---------- Task material ----------

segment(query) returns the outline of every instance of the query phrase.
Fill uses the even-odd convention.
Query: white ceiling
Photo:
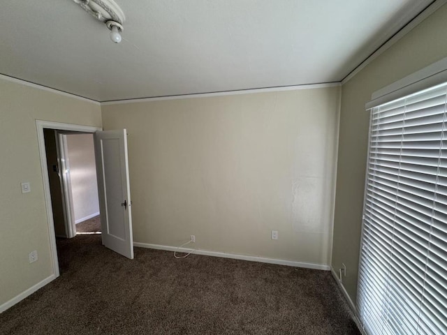
[[[339,82],[432,0],[5,1],[0,73],[97,101]]]

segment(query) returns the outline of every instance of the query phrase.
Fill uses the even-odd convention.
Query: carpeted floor
[[[329,271],[58,241],[61,276],[0,314],[1,334],[359,334]]]
[[[89,218],[76,225],[76,232],[101,232],[101,219],[99,216]]]

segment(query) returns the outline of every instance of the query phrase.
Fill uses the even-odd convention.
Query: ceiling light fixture
[[[105,23],[110,31],[110,39],[115,43],[121,42],[121,33],[126,17],[113,0],[73,0],[96,20]]]

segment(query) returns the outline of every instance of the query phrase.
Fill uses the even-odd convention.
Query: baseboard
[[[177,248],[176,246],[161,246],[159,244],[151,244],[149,243],[133,242],[135,246],[140,248],[147,248],[149,249],[166,250],[167,251],[178,251],[180,253],[189,253],[191,249],[187,248]],[[278,260],[275,258],[268,258],[265,257],[250,256],[247,255],[239,255],[237,253],[219,253],[217,251],[210,251],[207,250],[196,249],[193,251],[196,255],[203,255],[205,256],[221,257],[223,258],[233,258],[235,260],[249,260],[251,262],[260,262],[262,263],[277,264],[279,265],[287,265],[288,267],[305,267],[307,269],[314,269],[317,270],[330,270],[330,267],[323,264],[306,263],[303,262],[294,262],[292,260]]]
[[[353,318],[354,319],[354,322],[357,325],[358,329],[360,331],[362,335],[367,335],[365,332],[365,329],[362,327],[360,320],[358,318],[358,313],[357,313],[357,308],[356,307],[356,305],[354,305],[354,303],[352,302],[351,297],[349,297],[348,292],[346,291],[346,288],[344,288],[344,285],[343,285],[343,283],[342,283],[342,281],[340,281],[340,278],[338,277],[337,272],[335,272],[335,270],[334,270],[334,268],[332,267],[330,267],[330,272],[332,274],[332,276],[334,277],[334,279],[335,279],[335,281],[338,284],[339,288],[340,288],[340,290],[342,291],[342,293],[343,293],[344,298],[346,299],[346,302],[348,302],[349,308],[351,308],[351,311],[352,311],[352,313],[353,313]]]
[[[30,296],[31,295],[34,293],[36,291],[37,291],[39,288],[43,288],[43,286],[45,286],[47,283],[49,283],[50,282],[51,282],[51,281],[54,281],[54,279],[56,279],[56,278],[57,278],[56,275],[52,274],[49,277],[47,277],[45,279],[43,279],[42,281],[40,281],[37,284],[31,286],[28,290],[26,290],[23,291],[22,293],[20,293],[20,295],[16,295],[15,297],[14,297],[10,300],[8,300],[8,302],[5,302],[4,304],[0,305],[0,313],[4,312],[8,308],[12,307],[13,306],[14,306],[17,303],[18,303],[18,302],[21,302],[22,300],[23,300],[24,299],[25,299],[27,297]]]
[[[84,218],[79,218],[75,221],[75,224],[80,223],[81,222],[84,222],[89,218],[94,218],[95,216],[98,216],[99,215],[99,212],[94,213],[93,214],[87,215]]]

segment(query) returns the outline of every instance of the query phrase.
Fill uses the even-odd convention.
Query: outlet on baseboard
[[[34,251],[29,253],[28,255],[28,258],[29,259],[30,263],[34,263],[37,260],[37,251]]]

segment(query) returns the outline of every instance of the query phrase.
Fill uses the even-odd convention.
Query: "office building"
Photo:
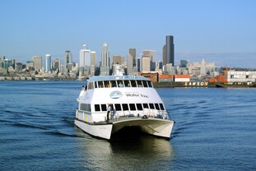
[[[52,68],[54,71],[60,71],[60,60],[58,58],[55,58],[54,61],[53,61],[53,63],[52,63]]]
[[[101,66],[109,66],[109,46],[105,42],[102,45]]]
[[[91,66],[96,66],[96,52],[91,51]]]
[[[163,65],[171,63],[175,66],[175,44],[174,36],[166,35],[165,44],[163,47]]]
[[[113,65],[114,64],[123,64],[123,62],[124,62],[124,59],[123,59],[123,57],[122,56],[119,56],[119,55],[114,55],[113,56]]]
[[[127,54],[127,75],[131,75],[133,72],[133,57],[131,53]]]
[[[40,71],[42,68],[42,57],[34,56],[32,57],[33,67],[35,71]]]
[[[87,49],[86,44],[84,44],[80,50],[79,66],[80,67],[91,66],[91,50]]]
[[[133,57],[133,67],[136,67],[136,49],[129,49],[129,54]]]
[[[45,72],[50,72],[51,69],[52,59],[50,54],[45,55]]]
[[[72,63],[72,54],[71,51],[66,50],[64,53],[64,65],[67,67],[67,63]]]

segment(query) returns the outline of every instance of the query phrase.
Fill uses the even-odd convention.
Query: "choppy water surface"
[[[81,81],[0,81],[0,170],[256,170],[256,89],[157,89],[170,141],[74,126]]]

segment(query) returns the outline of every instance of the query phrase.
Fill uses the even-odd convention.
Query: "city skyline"
[[[204,58],[222,67],[255,68],[255,5],[249,0],[3,1],[0,55],[26,62],[47,53],[63,58],[68,49],[78,62],[81,46],[86,44],[96,52],[98,64],[107,42],[110,58],[126,57],[134,48],[137,58],[144,49],[156,50],[157,62],[165,36],[171,35],[175,63]]]

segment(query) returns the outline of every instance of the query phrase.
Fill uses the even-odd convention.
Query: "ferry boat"
[[[170,139],[175,121],[170,119],[151,81],[142,76],[124,76],[120,66],[115,67],[112,76],[87,80],[77,99],[75,125],[107,140],[124,128],[134,127]]]

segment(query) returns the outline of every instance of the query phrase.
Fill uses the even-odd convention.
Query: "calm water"
[[[256,89],[157,89],[170,141],[74,126],[81,81],[0,81],[0,170],[256,170]]]

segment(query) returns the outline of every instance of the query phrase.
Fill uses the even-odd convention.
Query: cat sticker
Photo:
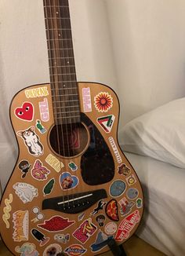
[[[34,126],[31,126],[24,130],[19,130],[16,134],[24,141],[24,144],[31,155],[39,156],[43,154],[43,145],[34,132]]]

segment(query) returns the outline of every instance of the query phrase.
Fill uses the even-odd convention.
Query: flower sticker
[[[112,108],[112,97],[108,93],[100,92],[94,97],[94,105],[99,112],[107,112]]]

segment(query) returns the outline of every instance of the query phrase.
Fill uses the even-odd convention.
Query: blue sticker
[[[62,174],[60,175],[59,181],[63,190],[74,188],[79,183],[78,177],[71,175],[68,172],[62,173]]]
[[[126,188],[126,185],[123,181],[116,180],[110,187],[110,194],[111,196],[121,196]]]

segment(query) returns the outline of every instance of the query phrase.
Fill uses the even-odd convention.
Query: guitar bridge
[[[107,197],[105,189],[57,196],[44,199],[42,201],[42,210],[52,209],[65,214],[78,214]]]

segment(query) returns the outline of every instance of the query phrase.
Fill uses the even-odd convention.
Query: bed
[[[166,255],[185,255],[185,98],[126,124],[119,133],[144,194],[137,235]]]

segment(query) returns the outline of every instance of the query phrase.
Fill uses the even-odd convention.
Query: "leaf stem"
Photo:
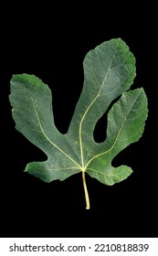
[[[89,198],[89,193],[88,193],[88,188],[86,184],[85,171],[82,171],[82,180],[83,180],[83,187],[85,192],[86,208],[90,209],[90,198]]]

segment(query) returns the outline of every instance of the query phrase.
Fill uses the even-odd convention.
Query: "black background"
[[[1,8],[6,14],[1,22],[0,49],[1,237],[157,236],[154,7],[132,9],[126,5],[121,12],[116,5],[34,8],[26,4],[13,10],[9,6],[10,12]],[[86,210],[80,175],[45,184],[23,172],[28,162],[46,156],[15,129],[9,81],[13,74],[28,73],[48,84],[56,125],[66,133],[82,89],[86,53],[116,37],[121,37],[136,58],[132,89],[144,88],[149,117],[140,141],[114,160],[115,165],[133,169],[128,179],[107,187],[86,176],[91,206]],[[100,123],[96,140],[103,138],[104,129]]]

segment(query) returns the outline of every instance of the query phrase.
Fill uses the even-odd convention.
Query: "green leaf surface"
[[[81,172],[90,208],[85,172],[106,185],[127,178],[132,168],[113,167],[111,162],[140,139],[148,111],[143,89],[128,91],[135,77],[135,59],[121,38],[90,50],[83,68],[83,90],[66,134],[54,123],[50,89],[36,76],[14,75],[9,100],[17,131],[47,156],[45,162],[27,164],[26,171],[45,182],[64,180]],[[95,125],[119,96],[108,112],[106,140],[96,143]]]

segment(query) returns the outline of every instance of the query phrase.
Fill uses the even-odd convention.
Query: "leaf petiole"
[[[89,197],[89,192],[87,188],[87,184],[86,184],[86,176],[85,176],[85,171],[82,171],[82,181],[83,181],[83,188],[85,192],[85,199],[86,199],[86,208],[90,209],[90,197]]]

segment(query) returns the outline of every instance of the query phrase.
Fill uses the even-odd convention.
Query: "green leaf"
[[[83,90],[66,134],[54,123],[50,89],[38,78],[14,75],[9,100],[17,131],[47,156],[45,162],[27,164],[26,171],[45,182],[82,173],[86,207],[90,208],[85,173],[106,185],[127,178],[132,168],[113,167],[111,162],[140,139],[148,110],[142,88],[128,91],[135,77],[135,59],[121,38],[90,50],[83,67]],[[93,137],[95,125],[119,96],[108,113],[106,140],[98,144]]]

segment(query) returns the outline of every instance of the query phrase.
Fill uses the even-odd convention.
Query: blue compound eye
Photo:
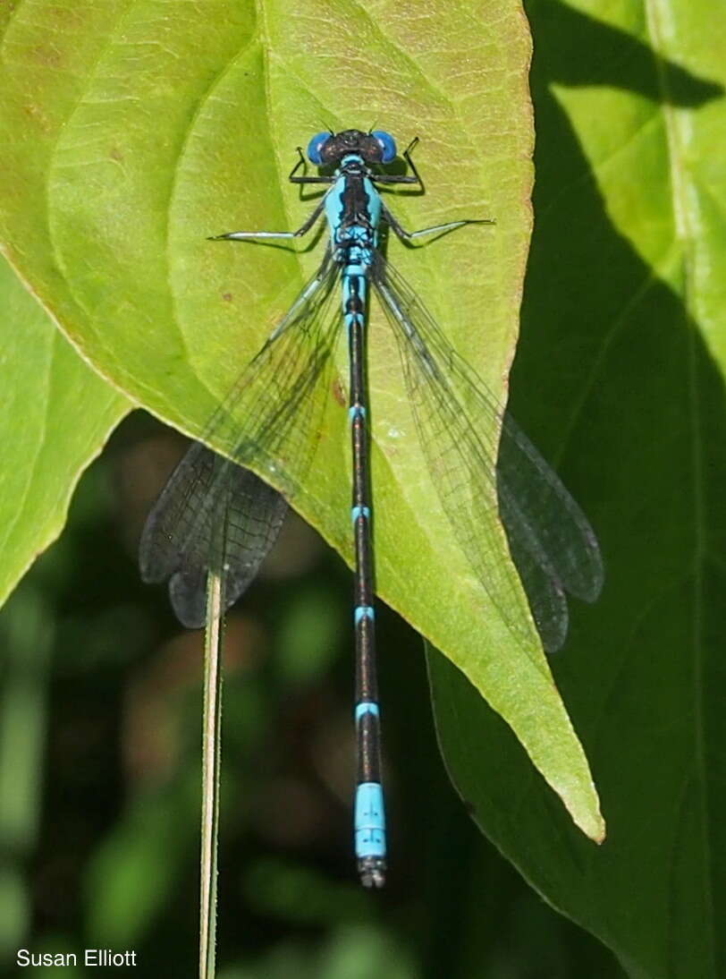
[[[371,135],[381,147],[381,163],[389,163],[391,160],[395,160],[395,140],[390,133],[384,132],[383,129],[374,129]]]
[[[307,144],[307,159],[315,166],[322,166],[323,158],[321,152],[325,144],[331,138],[329,132],[316,132],[310,142]]]

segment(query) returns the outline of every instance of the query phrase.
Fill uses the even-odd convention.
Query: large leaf
[[[128,410],[0,257],[0,602],[66,523],[81,472]]]
[[[421,137],[428,194],[391,199],[407,225],[496,217],[495,231],[395,258],[503,396],[530,226],[529,39],[515,0],[441,4],[426,18],[392,2],[291,13],[282,0],[21,0],[2,53],[9,254],[84,356],[159,417],[202,432],[315,267],[319,254],[205,236],[297,226],[311,204],[286,175],[295,145],[326,124]],[[378,590],[461,668],[600,838],[533,627],[515,638],[474,578],[416,447],[394,341],[383,317],[371,326]],[[342,353],[339,370],[295,505],[349,561]],[[493,534],[495,568],[509,557]],[[503,611],[519,618],[522,595],[512,601]]]
[[[722,976],[726,44],[704,3],[577,6],[528,7],[536,230],[513,396],[604,546],[603,598],[556,668],[604,846],[433,657],[437,723],[479,824],[630,975]]]

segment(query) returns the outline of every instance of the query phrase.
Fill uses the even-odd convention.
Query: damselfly
[[[403,153],[411,172],[394,174],[384,169],[396,158],[388,133],[357,129],[318,133],[308,144],[307,159],[323,172],[298,173],[305,165],[298,149],[290,180],[330,187],[301,227],[216,236],[214,240],[295,239],[323,216],[330,230],[317,272],[243,371],[210,420],[203,442],[192,445],[170,477],[141,543],[144,579],[169,579],[174,609],[185,625],[204,622],[209,570],[224,573],[227,607],[242,594],[274,542],[287,506],[280,493],[242,467],[269,476],[285,497],[295,497],[333,396],[334,354],[342,323],[348,344],[355,555],[354,837],[358,871],[368,887],[382,886],[386,873],[365,355],[371,287],[397,341],[419,442],[441,507],[472,569],[512,631],[526,635],[522,619],[527,610],[520,607],[513,614],[521,594],[515,573],[509,563],[489,559],[496,546],[492,509],[497,501],[510,551],[548,650],[565,640],[565,592],[593,601],[603,582],[597,539],[577,504],[380,251],[382,225],[410,243],[482,223],[453,220],[414,232],[401,227],[378,188],[409,184],[423,191],[411,158],[416,143]],[[337,283],[342,317],[334,311]],[[206,448],[205,441],[224,446],[228,457]]]

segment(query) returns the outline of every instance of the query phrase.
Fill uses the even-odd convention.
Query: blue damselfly
[[[513,596],[520,594],[519,583],[509,564],[492,566],[489,560],[495,533],[488,516],[492,500],[494,506],[498,501],[546,649],[557,649],[565,641],[565,592],[593,601],[603,582],[597,539],[577,504],[380,251],[384,224],[410,243],[466,224],[493,223],[454,220],[414,232],[401,227],[378,188],[408,184],[423,191],[411,157],[416,143],[403,153],[410,173],[394,174],[384,169],[396,158],[388,133],[319,133],[308,144],[307,158],[323,172],[299,173],[305,159],[298,149],[299,159],[290,174],[293,183],[330,185],[302,226],[296,231],[233,231],[215,237],[296,239],[323,216],[330,230],[317,272],[243,371],[203,441],[192,445],[170,477],[141,543],[144,579],[169,579],[174,609],[185,625],[204,623],[208,571],[223,572],[227,607],[242,594],[277,536],[287,507],[284,497],[295,497],[315,453],[332,396],[334,353],[341,332],[340,313],[335,312],[340,283],[348,341],[355,555],[354,833],[358,870],[369,887],[380,887],[386,872],[365,355],[371,288],[397,341],[418,438],[442,509],[513,632],[520,634],[522,629],[511,612],[517,607]],[[204,441],[228,446],[229,457],[212,452]],[[284,496],[246,466],[268,475]]]

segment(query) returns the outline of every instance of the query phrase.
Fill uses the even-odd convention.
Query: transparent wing
[[[147,519],[139,549],[142,577],[168,579],[176,617],[188,629],[200,629],[209,568],[225,569],[229,608],[255,578],[287,512],[276,490],[196,442]]]
[[[287,512],[254,465],[296,492],[315,454],[340,334],[330,250],[204,429],[230,458],[195,443],[171,474],[141,537],[144,581],[169,580],[177,617],[204,624],[206,576],[222,568],[229,607],[254,578]],[[232,461],[234,460],[234,461]],[[220,533],[220,529],[221,533]]]
[[[592,601],[602,587],[592,528],[403,277],[380,258],[373,282],[398,341],[424,454],[460,545],[505,621],[519,630],[522,610],[514,573],[509,564],[489,560],[498,545],[491,520],[498,506],[543,644],[558,649],[567,631],[565,592]]]

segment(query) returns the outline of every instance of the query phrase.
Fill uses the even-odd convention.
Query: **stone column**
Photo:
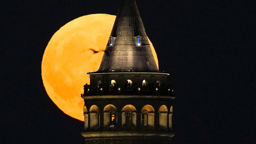
[[[117,120],[116,121],[116,126],[117,127],[121,128],[122,127],[122,113],[117,113],[116,114]]]
[[[109,121],[110,120],[109,115],[110,115],[110,113],[104,113],[104,118],[103,118],[103,119],[104,119],[104,128],[108,128],[109,126]]]
[[[88,128],[88,114],[84,114],[84,129],[86,129]]]
[[[172,129],[172,113],[169,114],[169,128],[171,130]]]
[[[154,114],[155,115],[155,129],[158,129],[158,128],[159,127],[159,126],[158,126],[158,124],[159,122],[158,122],[159,120],[159,115],[158,115],[158,113],[156,113]],[[149,124],[148,124],[149,125]]]

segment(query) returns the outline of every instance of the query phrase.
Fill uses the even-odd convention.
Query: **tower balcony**
[[[84,93],[81,97],[102,95],[154,95],[175,97],[173,91],[169,88],[153,88],[149,89],[145,88],[136,88],[132,90],[113,87],[105,90],[102,88],[85,88]]]

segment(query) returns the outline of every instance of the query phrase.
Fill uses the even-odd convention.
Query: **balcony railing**
[[[109,88],[104,89],[103,88],[86,88],[84,93],[81,96],[94,95],[161,95],[174,96],[173,90],[170,88],[156,88],[149,89],[139,88],[137,89],[122,89],[121,88]]]

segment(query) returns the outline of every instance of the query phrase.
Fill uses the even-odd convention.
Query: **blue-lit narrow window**
[[[110,45],[113,45],[113,37],[111,37],[110,38]]]
[[[140,38],[139,36],[137,36],[137,45],[140,45]]]

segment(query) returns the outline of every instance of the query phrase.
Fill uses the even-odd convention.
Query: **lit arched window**
[[[140,37],[139,36],[137,36],[137,45],[138,46],[140,45]]]
[[[116,81],[115,80],[111,80],[111,86],[114,86],[116,84]]]
[[[148,84],[148,82],[146,80],[144,79],[142,81],[142,86],[143,87],[146,86],[147,84]]]
[[[128,79],[127,80],[127,83],[128,84],[130,83],[131,85],[132,84],[132,80],[130,79]]]
[[[112,112],[110,113],[110,126],[116,125],[116,113],[115,112]]]
[[[156,86],[160,86],[160,81],[159,80],[156,81]]]
[[[113,45],[113,37],[110,37],[109,44],[110,45]]]
[[[98,87],[100,87],[101,85],[101,81],[100,80],[98,80],[97,82],[97,84],[98,85]]]

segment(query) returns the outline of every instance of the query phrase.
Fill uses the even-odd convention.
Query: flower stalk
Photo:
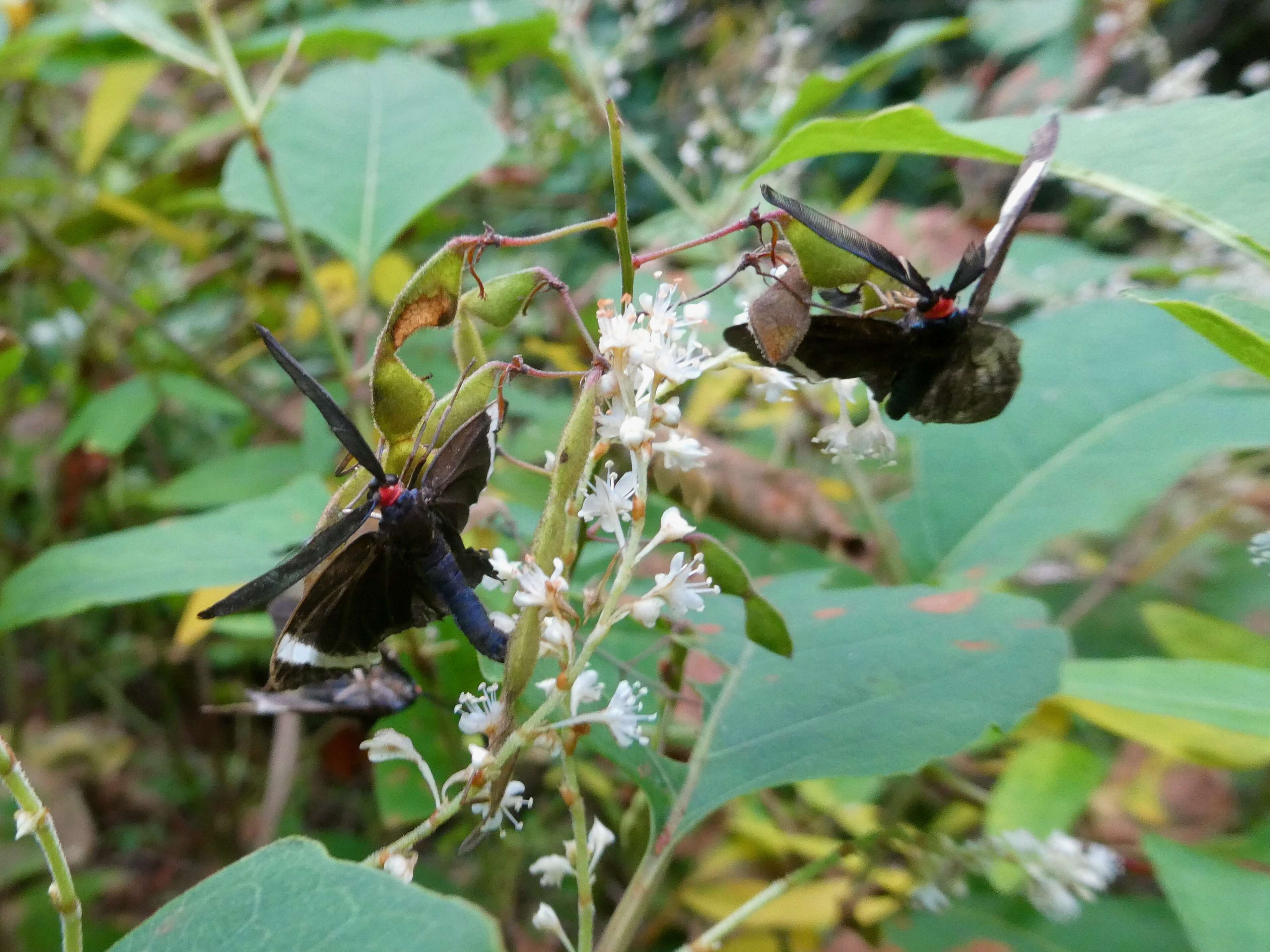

----------

▶ **Instruction**: Count the lines in the items above that contain the word "sticker", and give only the number.

▶ **Answer to the exercise**: 3